## Problems to solve:
a) Copy from the pip parallel-installation thread the part that opens with the words containing "And that is totally" and closes with "to look into.".
b) Answer these questions using the pip parallel-installation thread.
(i) Which numbered item is said to introduce a deprecation notice that would turn into a hard failure?
(ii) What number is given for the work by @McSinyx that introduces parallelization utilities?
(iii) According to the thread, how should the parallel feature be turned on when installing?

## Selected passage:

──────────────────────────────

Open source gives us more options and flexibility to innovate, but not at the expense of our users.

you will end up with a broken (i.e. overwritten) setup. This is bad, but unavoidable. The only thing you need is to make sure you convey it to the user. Are we in agreement on this one?

We disagree here. The point of #8119 is to introduce a deprecation notice, which would turn into a hard failure. So I think a broken setup will be avoidable in that case.

Anyhow I think that at least to begin with, parallel installation / download / resolving, should be turned off by default. It only makes sense to have this feature when pip is used to build an entire environment, and then the speed benefit is huge, and I hope it is safe to assume you do not have packages overwriting one another.

I don't think this addresses the maintenance overhead I mentioned above. Once we support multi-processing here then it's something we need to think about during code review and development, regardless of whether it is the default. On a side note, having code that is not often run increases the chances that we will break it inadvertently.

If you try to "play it safe" and try to grantee all scenarios, you are limiting your ability to introduce innovation.

And that is totally OK! Everything is a trade-off. Having a slightly slower installs that, IMO, are easier to reason about, review code for, contribute code for, and support users using may be more aligned to our desired outcomes.

And since I think that these days accelerating the pip install process will affect so many users and systems, as they relay on pip to restore environments and do that very often, this is a notable goal.

I agree 100%, this is an impactful thing to look into.

This is a draft implementation, and should be considered as a proof-of-concept :)

Noted!

@pfmoore I think I failed to explain myself, I'm not saying we should break stuff or stop backwards compatibility, this will be horrible. My point is a proper design document that will cover all angles is challenging and very hard to achieve in the asynchronous workflows of open-source community. This is why so many times these things evolve organically and iteratively, where each step improves the previous one. This is basically my suggestion in regards to parallelization in general. This also connects with @chrahunt point, it might take a few iterations until we achieve stability, and that is exactly why I'm against pushing parallelization as default behavior, I really think this is too complicate to end with a single PR.

We disagree here. The point of #8119 is to introduce a deprecation notice, which would turn into a hard failure. So I think a broken setup will be avoidable in that case.

@chrahunt, my bad, I was not aware this is a warning before instillation, and not during/after. BTW I would imaging that just listing files before unzipping them will take a toll on speed, but of course you can always parallelize the check it self... Anyhow you are most definitely correct, the only way to implement warn before unzip is to test everything before installing. And again I do not understand if #8119 produces warning before the specific wheel in unpacked or should stop the installation before any package is unpacked. But I guess that is a discussion that should be in the #8119 thread.

I don't think this addresses the maintenance overhead I mentioned above. Once we support multi-processing here then it's something we need to think about during code review and development, regardless of whether it is the default. On a side note, having code that is not often run increases the chances that we will break it inadvertently.

It does not address the maintenance issue, and this is always challenging with multiprocessing workloads. That said, this is exactly why I think this feature should only be turned on with a specific flag when installing, since it will take time until it is stable.
I think a step in the right direction was done by @McSinyx #8320 , which is introducing parallelization utilities that will be used throughout the code, in order to solve any atomic-section, races, etc.

──────────────────────────────

## Supplied information:
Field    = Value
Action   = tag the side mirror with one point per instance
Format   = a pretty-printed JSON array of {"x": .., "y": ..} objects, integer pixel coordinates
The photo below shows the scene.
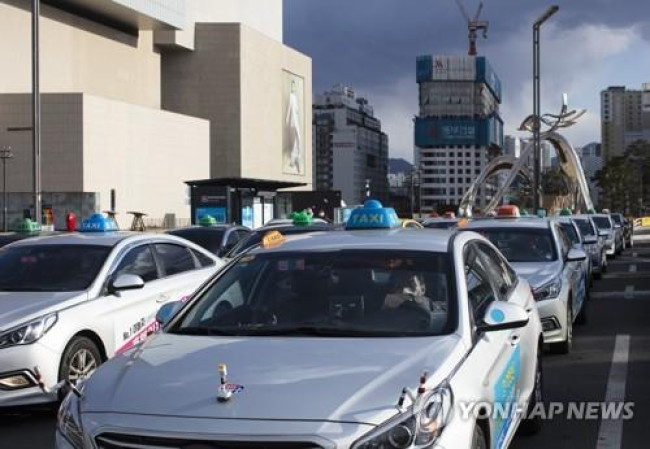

──────────────────────────────

## Answers provided:
a)
And that is totally OK! Everything is a trade-off. Having a slightly slower installs that, IMO, are easier to reason about, review code for, contribute code for, and support users using may be more aligned to our desired outcomes.

And since I think that these days accelerating the pip install process will affect so many users and systems, as they relay on pip to restore environments and do that very often, this is a notable goal.

I agree 100%, this is an impactful thing to look into.

b)
(i) #8119
(ii) #8320
(iii) Only with a specific flag